Write out every line of the records below as a numbered list, skipping blank lines and leaving out the pictures.
┄┄┄┄┄┄
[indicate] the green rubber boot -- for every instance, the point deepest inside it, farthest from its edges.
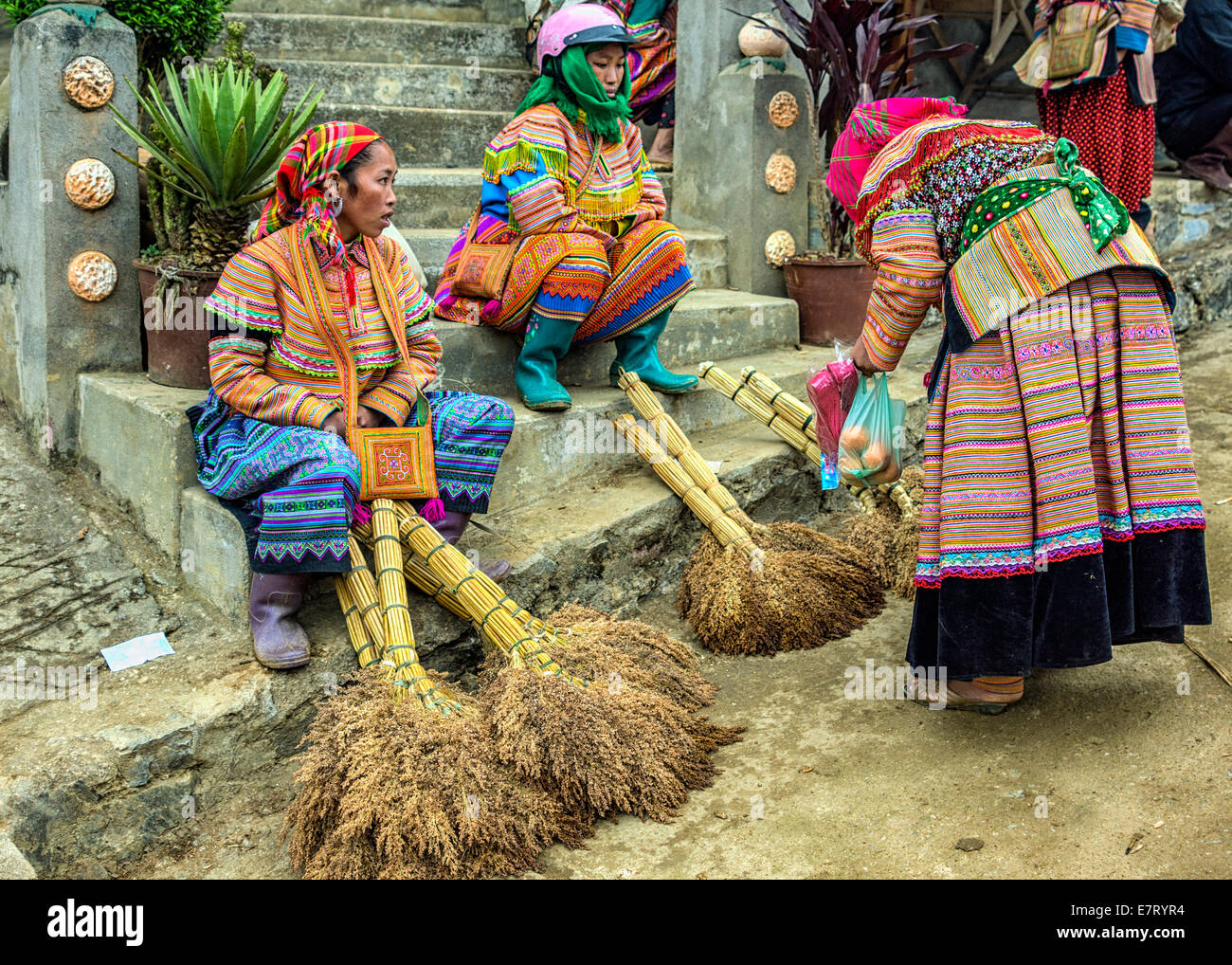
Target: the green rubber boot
(637, 352)
(546, 341)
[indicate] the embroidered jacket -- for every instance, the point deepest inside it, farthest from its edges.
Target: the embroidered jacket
(267, 362)
(1024, 258)
(533, 168)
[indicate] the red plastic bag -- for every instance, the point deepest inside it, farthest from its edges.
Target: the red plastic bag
(832, 391)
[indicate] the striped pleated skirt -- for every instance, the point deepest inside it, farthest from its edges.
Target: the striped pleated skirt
(1060, 512)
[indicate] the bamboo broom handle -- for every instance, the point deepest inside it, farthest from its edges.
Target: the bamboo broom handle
(726, 530)
(784, 410)
(424, 581)
(368, 651)
(408, 673)
(362, 590)
(678, 444)
(755, 407)
(481, 604)
(407, 518)
(777, 398)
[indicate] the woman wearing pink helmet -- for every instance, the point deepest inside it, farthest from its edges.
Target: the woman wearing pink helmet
(568, 184)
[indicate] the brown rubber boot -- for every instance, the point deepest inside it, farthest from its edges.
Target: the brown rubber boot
(280, 643)
(1210, 164)
(451, 530)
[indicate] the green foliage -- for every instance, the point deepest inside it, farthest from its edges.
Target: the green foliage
(222, 132)
(167, 29)
(216, 136)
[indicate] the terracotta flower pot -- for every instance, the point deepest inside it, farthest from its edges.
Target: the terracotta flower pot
(833, 297)
(176, 333)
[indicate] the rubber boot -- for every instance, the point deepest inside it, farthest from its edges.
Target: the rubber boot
(451, 530)
(546, 341)
(280, 643)
(1211, 161)
(637, 352)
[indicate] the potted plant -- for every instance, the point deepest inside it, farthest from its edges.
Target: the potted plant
(866, 52)
(214, 148)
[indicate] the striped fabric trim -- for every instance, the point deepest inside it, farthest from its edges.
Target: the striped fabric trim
(1029, 255)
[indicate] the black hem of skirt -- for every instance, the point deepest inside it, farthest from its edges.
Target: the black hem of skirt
(1071, 615)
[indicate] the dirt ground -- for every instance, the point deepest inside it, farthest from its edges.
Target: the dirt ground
(1117, 771)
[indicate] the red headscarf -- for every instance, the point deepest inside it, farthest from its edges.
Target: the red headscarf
(299, 188)
(869, 130)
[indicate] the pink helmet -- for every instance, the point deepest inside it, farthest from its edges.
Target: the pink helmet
(578, 24)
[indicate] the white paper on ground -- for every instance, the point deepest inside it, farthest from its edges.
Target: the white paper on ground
(136, 651)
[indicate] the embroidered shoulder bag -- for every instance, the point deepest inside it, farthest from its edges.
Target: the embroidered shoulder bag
(483, 267)
(395, 463)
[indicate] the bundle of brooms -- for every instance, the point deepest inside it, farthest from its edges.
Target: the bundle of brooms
(886, 533)
(750, 588)
(426, 783)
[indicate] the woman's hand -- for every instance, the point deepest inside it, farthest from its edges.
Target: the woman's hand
(861, 358)
(335, 423)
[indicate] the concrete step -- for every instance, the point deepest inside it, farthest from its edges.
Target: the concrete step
(444, 10)
(424, 136)
(706, 253)
(124, 413)
(318, 37)
(444, 197)
(452, 86)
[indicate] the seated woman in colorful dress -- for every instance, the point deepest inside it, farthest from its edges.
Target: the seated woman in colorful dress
(271, 436)
(1060, 512)
(592, 265)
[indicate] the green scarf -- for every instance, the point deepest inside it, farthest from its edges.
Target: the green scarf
(571, 84)
(1101, 210)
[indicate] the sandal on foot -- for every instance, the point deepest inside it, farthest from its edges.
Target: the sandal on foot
(919, 693)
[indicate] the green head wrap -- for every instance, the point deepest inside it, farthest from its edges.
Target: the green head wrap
(571, 84)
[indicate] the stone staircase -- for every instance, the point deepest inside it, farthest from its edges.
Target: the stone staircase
(439, 81)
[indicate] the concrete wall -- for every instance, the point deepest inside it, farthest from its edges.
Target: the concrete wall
(48, 334)
(725, 138)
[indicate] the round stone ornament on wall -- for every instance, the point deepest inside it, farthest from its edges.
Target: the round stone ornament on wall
(758, 41)
(780, 246)
(89, 82)
(784, 109)
(93, 276)
(781, 173)
(90, 184)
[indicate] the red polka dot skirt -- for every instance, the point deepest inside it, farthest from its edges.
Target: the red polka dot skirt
(1114, 136)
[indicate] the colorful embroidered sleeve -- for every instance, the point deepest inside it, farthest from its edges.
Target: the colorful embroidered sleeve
(530, 160)
(245, 302)
(906, 251)
(394, 394)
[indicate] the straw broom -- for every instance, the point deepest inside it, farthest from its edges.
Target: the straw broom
(399, 778)
(801, 415)
(676, 442)
(591, 641)
(781, 535)
(740, 598)
(599, 750)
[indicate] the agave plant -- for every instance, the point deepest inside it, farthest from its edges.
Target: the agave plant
(866, 50)
(218, 142)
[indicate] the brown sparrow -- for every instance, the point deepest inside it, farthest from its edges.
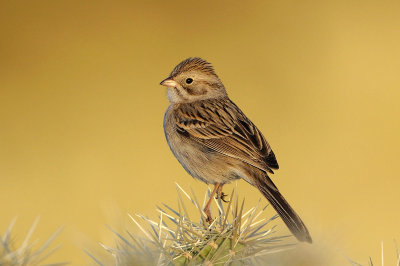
┄┄┄┄┄┄
§ **Finished exercise**:
1. [indicate] the green rubber boot -- for every instance, the point deepest inside it, farthest from its edges.
2. Target: the green rubber boot
3. (637, 352)
4. (546, 341)
5. [indicate] the embroidered jacket -- for every instance, the point deepest inside it, farthest from its edges.
6. Target: the embroidered jacket
7. (267, 362)
8. (1024, 258)
9. (533, 168)
10. [indicate] the red plastic bag -- for every instance, the point deepest inside it, farthest from its edges.
11. Target: the red plastic bag
12. (832, 391)
13. [indicate] the striped pleated skirt -- for every instance, the point deepest inside it, farthest from its edges.
14. Target: the striped pleated skirt
15. (1060, 512)
16. [indicate] the bamboo broom handle -- for every instance, the point deepest inside it, farthest from its edges.
17. Target: the bamboo broom handle
18. (726, 530)
19. (784, 410)
20. (424, 581)
21. (368, 651)
22. (408, 673)
23. (362, 590)
24. (678, 444)
25. (755, 407)
26. (481, 604)
27. (407, 518)
28. (777, 398)
29. [indicate] the woman wearing pink helmet -- for every instance, the point deepest inside it, farthest from its edges.
30. Target: the woman wearing pink helmet
31. (568, 184)
32. [indicate] the brown rubber boot -- for every instance, the point deepest inside it, farthest from its edges.
33. Target: the brown rubber boot
34. (280, 643)
35. (1210, 164)
36. (451, 530)
37. [indicate] the green foliage -- for every instance, the point deepest inside it, farthest from its edges.
38. Target: the green foliage
39. (222, 132)
40. (167, 29)
41. (216, 136)
42. [indicate] the terracotta flower pot -- for every instance, the point deepest inside it, farthest from its edges.
43. Target: the terracotta flower pot
44. (833, 297)
45. (176, 333)
46. [indicate] the rubber boot -- for every instance, the point deepest inside it, farthest from its edges.
47. Target: the rubber boot
48. (451, 530)
49. (546, 341)
50. (280, 643)
51. (1211, 161)
52. (637, 352)
53. [indicate] the potted plant -- for every instance, the point deepest inside it, farthest from its edges.
54. Target: the potted plant
55. (866, 52)
56. (214, 148)
57. [indicate] the striped fabric trim -- for every instance, the point deepest inside it, farthest from its edges.
58. Target: the striped fabric trim
59. (1029, 255)
60. [indicate] the black hem of skirt -- for every instance, the point deepest inside it, farthest from its edges.
61. Target: the black hem of skirt
62. (1071, 615)
63. [indicate] the dirt ground -- for every instance, the point deepest inside it, farthest from its edges.
64. Target: the dirt ground
65. (1117, 771)
66. [indicate] the red headscarf -- for every instance, the point deepest inside it, farthest from its edges.
67. Target: the red headscarf
68. (299, 188)
69. (869, 130)
70. [indicate] the pink helmet -- for every instance, the point deepest inside it, farthest from its edges.
71. Target: the pink helmet
72. (578, 24)
73. [indicate] the white paper on ground -- for every instance, the point deepest inside it, farthest from its edges.
74. Target: the white paper on ground
75. (136, 651)
76. [indicate] the embroidered shoulder bag -- for every instance, the point deepest inside it, farthest from its edges.
77. Target: the embroidered shoulder bag
78. (483, 267)
79. (395, 463)
80. [indicate] the bundle of brooms -- for every instance, the point deepest inside it, farthest from its edges.
81. Target: the bundle of brooms
82. (886, 533)
83. (750, 588)
84. (426, 783)
85. [indicate] the woman's hand -- for every instance, the point deepest inside it, farthest from its edges.
86. Target: the woman's hand
87. (861, 358)
88. (335, 423)
89. [indicate] the concrete step -- for every instance, the point deepest inside it, farthest from its edges.
90. Target: the concrete step
91. (444, 10)
92. (424, 136)
93. (706, 253)
94. (124, 413)
95. (318, 37)
96. (444, 197)
97. (452, 86)
98. [indicate] the seated woman in colorful dress -- for every instance, the point deepest inside it, farthest from its edges.
99. Target: the seated woman in colorful dress
100. (271, 436)
101. (1060, 512)
102. (592, 265)
103. [indicate] the green scarf -- for every instance, the point deepest inside it, farthest from its edges.
104. Target: the green scarf
105. (571, 84)
106. (1101, 210)
107. [indicate] the sandal on foot -- for every instance, the point deepest inside it, farthest from its edges.
108. Target: the sandal on foot
109. (919, 693)
110. [indicate] the green head wrap -- for every instance, the point deepest inside it, farthest from its edges.
111. Target: the green head wrap
112. (571, 84)
113. [indicate] the stone staircase -- for every instance, the point deepest inside it, farthest from its edges.
114. Target: the stone staircase
115. (439, 81)
116. [indicate] the concrete wall -- for every instance, the point deepest inside it, farthest from its edges.
117. Target: the concrete wall
118. (48, 334)
119. (725, 138)
120. [indicate] the round stone ornament on wall -- for every instance, the point deepest inside it, farthest from its edges.
121. Target: the round stone ornament on wall
122. (758, 41)
123. (780, 246)
124. (89, 82)
125. (784, 109)
126. (93, 276)
127. (781, 173)
128. (90, 184)
129. [indicate] the red polka dot skirt -- for every instance, the point deepest inside it, farthest from its edges.
130. Target: the red polka dot skirt
131. (1114, 136)
132. [indicate] the colorful embroidered sleeve -- for every instance, the point deepest inside it, farthest from its edges.
133. Target: the colorful embroidered sleeve
134. (530, 160)
135. (245, 302)
136. (906, 251)
137. (394, 394)
138. [indicate] the straw broom -- for every instance, the point deepest inside it, farthest from its edges.
139. Target: the straw broom
140. (399, 778)
141. (801, 415)
142. (676, 442)
143. (591, 641)
144. (781, 535)
145. (740, 598)
146. (599, 750)
147. [indicate] the agave plant -- for every instance, the point deepest inside it, farthest from its edges.
148. Target: the agave plant
149. (866, 50)
150. (218, 142)
151. [indicate] the brown sparrow -- for every instance, the point deepest inside it, farthest from its edges.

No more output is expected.